● WRITTEN REQUEST:
Copy out the lines without changes, starting at the line that contains "the woman's necklace" and ending at the last line, including both.

[Records held in a dataset]

------------------------------

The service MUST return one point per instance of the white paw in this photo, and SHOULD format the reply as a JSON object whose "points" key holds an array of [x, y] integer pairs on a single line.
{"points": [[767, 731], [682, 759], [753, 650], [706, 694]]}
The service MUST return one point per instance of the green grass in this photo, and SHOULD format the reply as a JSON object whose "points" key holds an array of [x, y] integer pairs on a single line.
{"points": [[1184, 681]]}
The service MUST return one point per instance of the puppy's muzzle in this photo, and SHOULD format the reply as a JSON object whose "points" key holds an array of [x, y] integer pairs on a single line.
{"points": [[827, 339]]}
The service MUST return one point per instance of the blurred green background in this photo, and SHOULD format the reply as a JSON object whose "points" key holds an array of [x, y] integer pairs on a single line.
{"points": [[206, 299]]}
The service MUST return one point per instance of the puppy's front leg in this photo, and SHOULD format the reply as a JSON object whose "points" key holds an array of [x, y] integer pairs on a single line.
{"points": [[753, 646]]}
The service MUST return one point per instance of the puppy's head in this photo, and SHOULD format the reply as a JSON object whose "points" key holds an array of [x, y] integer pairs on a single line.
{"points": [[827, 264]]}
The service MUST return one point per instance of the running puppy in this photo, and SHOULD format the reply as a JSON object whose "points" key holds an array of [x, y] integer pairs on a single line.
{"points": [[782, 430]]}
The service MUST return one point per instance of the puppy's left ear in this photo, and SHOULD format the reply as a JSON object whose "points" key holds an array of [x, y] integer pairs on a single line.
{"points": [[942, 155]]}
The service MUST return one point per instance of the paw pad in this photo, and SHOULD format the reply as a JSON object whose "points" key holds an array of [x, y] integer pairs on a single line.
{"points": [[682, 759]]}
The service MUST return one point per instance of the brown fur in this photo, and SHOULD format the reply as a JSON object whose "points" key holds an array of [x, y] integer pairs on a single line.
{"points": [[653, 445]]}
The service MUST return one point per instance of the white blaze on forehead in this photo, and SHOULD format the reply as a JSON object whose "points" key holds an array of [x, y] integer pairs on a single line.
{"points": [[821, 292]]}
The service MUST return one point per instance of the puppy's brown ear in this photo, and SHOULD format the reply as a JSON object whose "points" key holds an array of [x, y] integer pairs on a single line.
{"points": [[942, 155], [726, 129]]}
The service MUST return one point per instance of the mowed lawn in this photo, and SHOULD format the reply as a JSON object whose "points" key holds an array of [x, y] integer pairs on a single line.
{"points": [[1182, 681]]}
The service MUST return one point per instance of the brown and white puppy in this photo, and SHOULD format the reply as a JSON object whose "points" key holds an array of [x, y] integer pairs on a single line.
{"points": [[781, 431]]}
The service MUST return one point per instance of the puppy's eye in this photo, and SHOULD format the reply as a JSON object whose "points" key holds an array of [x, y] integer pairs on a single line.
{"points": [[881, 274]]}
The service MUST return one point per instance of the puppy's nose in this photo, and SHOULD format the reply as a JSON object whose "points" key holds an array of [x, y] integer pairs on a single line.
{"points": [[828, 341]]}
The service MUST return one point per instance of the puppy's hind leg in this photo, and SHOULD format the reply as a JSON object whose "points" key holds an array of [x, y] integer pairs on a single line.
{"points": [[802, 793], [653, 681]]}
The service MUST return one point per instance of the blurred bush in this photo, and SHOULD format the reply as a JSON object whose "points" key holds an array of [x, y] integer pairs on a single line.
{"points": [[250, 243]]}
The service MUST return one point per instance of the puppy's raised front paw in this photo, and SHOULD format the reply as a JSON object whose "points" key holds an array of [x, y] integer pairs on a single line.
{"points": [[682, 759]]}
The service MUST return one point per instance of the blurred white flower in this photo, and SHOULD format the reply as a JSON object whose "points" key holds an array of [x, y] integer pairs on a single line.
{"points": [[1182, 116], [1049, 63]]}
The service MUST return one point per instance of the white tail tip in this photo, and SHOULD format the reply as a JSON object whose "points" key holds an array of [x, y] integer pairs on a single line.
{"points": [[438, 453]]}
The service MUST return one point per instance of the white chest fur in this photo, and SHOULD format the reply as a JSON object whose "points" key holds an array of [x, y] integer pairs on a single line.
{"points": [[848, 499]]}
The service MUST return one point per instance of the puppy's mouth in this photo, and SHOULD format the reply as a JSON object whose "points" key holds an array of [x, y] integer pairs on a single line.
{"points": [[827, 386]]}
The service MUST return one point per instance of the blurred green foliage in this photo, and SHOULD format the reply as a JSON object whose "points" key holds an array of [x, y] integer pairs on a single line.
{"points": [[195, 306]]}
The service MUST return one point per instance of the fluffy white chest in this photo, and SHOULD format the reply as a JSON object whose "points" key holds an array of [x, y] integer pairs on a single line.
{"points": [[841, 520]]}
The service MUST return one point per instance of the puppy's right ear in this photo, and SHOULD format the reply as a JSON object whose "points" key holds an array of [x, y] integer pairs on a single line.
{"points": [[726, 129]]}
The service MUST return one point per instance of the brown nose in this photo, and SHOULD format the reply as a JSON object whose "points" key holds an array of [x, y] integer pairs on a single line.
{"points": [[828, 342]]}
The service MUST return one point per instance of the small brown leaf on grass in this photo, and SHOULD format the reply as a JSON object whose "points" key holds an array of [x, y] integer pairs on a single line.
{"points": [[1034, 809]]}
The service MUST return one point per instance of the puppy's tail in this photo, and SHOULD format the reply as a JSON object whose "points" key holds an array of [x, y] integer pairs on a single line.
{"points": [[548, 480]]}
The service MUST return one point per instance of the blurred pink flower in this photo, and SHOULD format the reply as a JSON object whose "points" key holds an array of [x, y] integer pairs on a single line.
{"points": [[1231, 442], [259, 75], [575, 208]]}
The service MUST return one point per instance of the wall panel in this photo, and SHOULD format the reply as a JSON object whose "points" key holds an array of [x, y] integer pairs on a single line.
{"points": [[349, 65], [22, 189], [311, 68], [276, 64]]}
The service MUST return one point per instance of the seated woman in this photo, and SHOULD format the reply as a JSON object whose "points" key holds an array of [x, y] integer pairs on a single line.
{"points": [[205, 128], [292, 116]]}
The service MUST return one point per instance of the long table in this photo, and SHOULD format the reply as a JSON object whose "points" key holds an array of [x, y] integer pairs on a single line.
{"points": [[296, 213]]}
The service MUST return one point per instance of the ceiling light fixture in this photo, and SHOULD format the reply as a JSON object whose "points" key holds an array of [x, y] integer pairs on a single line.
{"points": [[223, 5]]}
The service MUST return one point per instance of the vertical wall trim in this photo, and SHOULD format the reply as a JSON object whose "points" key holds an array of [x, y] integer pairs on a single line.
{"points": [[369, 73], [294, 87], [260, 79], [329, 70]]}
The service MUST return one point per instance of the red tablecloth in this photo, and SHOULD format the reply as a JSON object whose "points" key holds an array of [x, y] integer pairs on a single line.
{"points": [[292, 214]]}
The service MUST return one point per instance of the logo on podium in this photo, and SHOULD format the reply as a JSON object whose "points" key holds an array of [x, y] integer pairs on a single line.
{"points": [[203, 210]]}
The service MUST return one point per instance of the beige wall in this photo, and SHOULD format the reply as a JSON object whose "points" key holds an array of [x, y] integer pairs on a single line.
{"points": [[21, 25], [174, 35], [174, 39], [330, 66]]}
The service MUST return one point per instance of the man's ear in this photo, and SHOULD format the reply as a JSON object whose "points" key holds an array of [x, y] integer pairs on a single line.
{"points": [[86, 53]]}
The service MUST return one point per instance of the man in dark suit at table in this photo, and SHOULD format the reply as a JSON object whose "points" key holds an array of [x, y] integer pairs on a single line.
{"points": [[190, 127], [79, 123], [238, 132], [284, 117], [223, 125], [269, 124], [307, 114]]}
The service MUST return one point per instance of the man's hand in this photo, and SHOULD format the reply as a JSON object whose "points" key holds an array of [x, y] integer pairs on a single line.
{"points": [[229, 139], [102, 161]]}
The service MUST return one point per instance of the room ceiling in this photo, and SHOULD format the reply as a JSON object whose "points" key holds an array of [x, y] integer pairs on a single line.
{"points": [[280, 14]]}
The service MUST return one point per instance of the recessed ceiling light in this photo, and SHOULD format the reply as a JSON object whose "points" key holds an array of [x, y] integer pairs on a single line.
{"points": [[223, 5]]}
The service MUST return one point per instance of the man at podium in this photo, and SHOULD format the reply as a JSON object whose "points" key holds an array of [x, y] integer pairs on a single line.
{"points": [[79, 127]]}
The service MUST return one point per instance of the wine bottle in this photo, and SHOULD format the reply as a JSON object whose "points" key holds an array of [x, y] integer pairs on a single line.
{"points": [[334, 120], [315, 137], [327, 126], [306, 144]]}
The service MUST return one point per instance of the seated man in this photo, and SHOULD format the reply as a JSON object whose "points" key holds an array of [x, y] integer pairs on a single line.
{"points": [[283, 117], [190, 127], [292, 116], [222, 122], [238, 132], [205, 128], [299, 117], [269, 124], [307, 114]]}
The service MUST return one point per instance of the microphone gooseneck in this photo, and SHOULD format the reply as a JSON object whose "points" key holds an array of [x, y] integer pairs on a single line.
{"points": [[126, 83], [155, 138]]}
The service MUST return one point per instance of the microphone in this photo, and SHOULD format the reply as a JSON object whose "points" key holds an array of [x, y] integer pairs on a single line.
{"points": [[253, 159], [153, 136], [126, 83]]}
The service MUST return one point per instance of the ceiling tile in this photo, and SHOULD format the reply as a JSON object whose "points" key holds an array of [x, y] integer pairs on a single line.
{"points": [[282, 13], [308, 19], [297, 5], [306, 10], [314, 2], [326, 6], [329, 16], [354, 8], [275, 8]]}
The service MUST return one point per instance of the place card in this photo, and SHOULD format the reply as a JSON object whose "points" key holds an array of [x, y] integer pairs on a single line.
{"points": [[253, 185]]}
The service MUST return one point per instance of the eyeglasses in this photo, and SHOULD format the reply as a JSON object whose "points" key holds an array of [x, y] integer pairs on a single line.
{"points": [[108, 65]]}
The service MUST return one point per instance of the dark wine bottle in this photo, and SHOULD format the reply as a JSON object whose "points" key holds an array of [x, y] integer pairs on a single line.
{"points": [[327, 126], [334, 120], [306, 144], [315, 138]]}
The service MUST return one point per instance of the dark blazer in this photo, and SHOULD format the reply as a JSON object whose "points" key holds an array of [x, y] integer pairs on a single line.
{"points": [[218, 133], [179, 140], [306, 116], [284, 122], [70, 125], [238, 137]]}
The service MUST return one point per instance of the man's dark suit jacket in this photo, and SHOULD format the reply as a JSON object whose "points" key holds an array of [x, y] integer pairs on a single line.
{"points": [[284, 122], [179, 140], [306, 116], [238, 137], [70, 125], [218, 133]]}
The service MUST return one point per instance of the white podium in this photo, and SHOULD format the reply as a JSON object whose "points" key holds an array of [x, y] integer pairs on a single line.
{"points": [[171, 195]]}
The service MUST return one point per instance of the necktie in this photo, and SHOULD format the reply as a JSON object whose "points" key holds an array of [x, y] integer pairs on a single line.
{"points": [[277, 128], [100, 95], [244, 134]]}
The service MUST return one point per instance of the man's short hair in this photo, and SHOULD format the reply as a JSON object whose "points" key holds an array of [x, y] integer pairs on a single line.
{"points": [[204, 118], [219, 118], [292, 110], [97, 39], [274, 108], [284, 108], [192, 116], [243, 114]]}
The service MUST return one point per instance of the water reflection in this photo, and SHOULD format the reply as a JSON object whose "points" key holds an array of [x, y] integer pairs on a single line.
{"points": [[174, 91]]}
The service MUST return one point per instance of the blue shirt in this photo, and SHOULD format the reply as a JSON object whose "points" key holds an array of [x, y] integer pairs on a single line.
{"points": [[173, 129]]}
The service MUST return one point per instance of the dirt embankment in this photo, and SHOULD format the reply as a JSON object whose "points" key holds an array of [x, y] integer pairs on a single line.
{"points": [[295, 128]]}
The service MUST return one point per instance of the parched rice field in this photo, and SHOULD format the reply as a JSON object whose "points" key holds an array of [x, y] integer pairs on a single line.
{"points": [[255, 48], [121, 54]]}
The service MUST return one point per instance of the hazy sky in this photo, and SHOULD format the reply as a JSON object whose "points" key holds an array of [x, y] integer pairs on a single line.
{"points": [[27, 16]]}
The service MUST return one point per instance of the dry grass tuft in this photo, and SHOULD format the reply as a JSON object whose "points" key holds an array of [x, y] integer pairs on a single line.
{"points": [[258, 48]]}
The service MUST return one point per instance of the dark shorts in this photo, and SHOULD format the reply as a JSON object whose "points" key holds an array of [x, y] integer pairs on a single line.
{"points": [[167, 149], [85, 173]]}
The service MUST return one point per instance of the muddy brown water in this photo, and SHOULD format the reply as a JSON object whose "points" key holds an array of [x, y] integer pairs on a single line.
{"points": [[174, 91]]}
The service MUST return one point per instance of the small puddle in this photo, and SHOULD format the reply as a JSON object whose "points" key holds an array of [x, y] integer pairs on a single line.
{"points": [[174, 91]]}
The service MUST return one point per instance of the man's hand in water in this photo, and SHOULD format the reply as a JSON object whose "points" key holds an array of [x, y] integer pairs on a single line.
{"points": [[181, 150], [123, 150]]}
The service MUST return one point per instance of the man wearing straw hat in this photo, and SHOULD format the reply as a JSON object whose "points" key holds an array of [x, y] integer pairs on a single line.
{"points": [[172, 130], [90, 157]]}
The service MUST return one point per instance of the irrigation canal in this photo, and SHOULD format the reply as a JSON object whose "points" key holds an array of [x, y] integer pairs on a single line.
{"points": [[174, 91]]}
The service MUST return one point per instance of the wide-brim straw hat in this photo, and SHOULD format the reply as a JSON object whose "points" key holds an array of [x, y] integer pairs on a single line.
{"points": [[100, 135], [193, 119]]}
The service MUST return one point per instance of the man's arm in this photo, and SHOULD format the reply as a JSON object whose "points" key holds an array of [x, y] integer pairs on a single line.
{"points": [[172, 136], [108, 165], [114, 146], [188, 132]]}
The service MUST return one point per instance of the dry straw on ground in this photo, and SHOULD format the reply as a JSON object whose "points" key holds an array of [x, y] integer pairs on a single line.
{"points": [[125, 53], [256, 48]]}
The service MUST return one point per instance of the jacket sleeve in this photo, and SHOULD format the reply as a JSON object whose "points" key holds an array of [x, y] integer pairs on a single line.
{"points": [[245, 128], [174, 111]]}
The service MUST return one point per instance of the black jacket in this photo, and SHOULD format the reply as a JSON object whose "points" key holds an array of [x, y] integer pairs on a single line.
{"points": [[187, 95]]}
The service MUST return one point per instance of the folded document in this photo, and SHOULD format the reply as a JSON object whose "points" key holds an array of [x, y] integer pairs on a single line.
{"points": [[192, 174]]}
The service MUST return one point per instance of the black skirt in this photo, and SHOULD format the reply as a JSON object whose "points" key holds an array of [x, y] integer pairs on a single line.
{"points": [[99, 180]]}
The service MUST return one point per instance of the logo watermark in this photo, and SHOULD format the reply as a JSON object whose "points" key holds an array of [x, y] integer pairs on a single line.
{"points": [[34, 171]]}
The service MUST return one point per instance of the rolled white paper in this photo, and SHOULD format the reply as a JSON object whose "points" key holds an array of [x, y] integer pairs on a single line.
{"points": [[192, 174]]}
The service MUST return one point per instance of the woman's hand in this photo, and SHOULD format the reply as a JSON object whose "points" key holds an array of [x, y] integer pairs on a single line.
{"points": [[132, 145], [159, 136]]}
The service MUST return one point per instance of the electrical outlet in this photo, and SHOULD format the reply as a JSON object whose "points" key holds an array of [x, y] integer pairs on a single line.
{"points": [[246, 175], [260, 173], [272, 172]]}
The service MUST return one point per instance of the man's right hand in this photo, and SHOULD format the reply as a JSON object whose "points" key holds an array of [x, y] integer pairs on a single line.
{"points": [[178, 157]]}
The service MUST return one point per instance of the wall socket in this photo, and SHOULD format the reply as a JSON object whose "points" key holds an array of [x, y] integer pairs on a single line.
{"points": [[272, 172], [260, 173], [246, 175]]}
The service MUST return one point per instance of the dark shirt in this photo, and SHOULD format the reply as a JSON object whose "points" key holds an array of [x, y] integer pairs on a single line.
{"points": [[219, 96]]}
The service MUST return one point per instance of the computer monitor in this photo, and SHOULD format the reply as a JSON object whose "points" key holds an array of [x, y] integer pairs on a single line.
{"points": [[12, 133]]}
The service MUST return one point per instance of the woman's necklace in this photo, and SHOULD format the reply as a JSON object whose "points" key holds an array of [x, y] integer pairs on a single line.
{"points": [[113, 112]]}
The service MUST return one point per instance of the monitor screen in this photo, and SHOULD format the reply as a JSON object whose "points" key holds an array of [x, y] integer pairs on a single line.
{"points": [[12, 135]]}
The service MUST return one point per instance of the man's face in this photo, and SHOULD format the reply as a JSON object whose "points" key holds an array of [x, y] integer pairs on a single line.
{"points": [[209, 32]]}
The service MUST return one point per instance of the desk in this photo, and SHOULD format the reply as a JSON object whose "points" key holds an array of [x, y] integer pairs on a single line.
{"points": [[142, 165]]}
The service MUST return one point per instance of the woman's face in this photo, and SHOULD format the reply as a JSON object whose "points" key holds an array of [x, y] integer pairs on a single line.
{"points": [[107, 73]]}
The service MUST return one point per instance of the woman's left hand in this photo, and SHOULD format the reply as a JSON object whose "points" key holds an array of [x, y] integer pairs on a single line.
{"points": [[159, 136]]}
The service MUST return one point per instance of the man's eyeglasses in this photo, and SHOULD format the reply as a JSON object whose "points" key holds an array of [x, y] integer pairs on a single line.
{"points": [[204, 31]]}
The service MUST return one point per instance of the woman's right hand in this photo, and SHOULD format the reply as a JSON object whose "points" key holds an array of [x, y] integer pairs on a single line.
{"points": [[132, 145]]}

------------------------------

● RESPONSE FOR THIS EXERCISE:
The service MUST return one point per instance of the woman's necklace in this photo, and SHOULD format the reply as a JSON object whose "points" key holds an array of [x, y] integer pairs on a single line.
{"points": [[113, 112]]}
The service MUST return one point per instance of the monitor screen in this photo, and SHOULD format the reply as a JSON object whose "points" key holds an array of [x, y] integer pairs on a single line.
{"points": [[12, 135]]}
The service MUST return one point per instance of the man's face in this photo, and SHOULD format the reply as a JSON object whose "points" key holds an array of [x, y] integer pairs on a single line.
{"points": [[209, 32]]}
The service MUST return one point per instance of the desk in this photo, and SHOULD format the reply as a JSON object whose "points" key holds an array of [x, y] integer pairs on a single line.
{"points": [[142, 165]]}
The service MUST return one point per instance of the woman's face in this photo, and SHOULD format the reply as a JSON object whose "points" key holds an array of [x, y] integer pairs on a single line.
{"points": [[107, 73]]}
The service MUST return one point per instance of the woman's left hand in this photo, and SHOULD format the reply as a JSON object whose "points" key holds an array of [x, y] integer pairs on a single line.
{"points": [[159, 136]]}
The service MUST return one point per instance of the man's eyeglasses in this photo, and SHOULD format the reply as a JSON object whose "points" key holds an array of [x, y] integer pairs on a single line.
{"points": [[204, 31]]}
The service MUST return one point per instance of the woman's right hand in this photo, and SHOULD format the reply as a JSON object whose "points" key holds an array of [x, y] integer pairs on a single line.
{"points": [[132, 145]]}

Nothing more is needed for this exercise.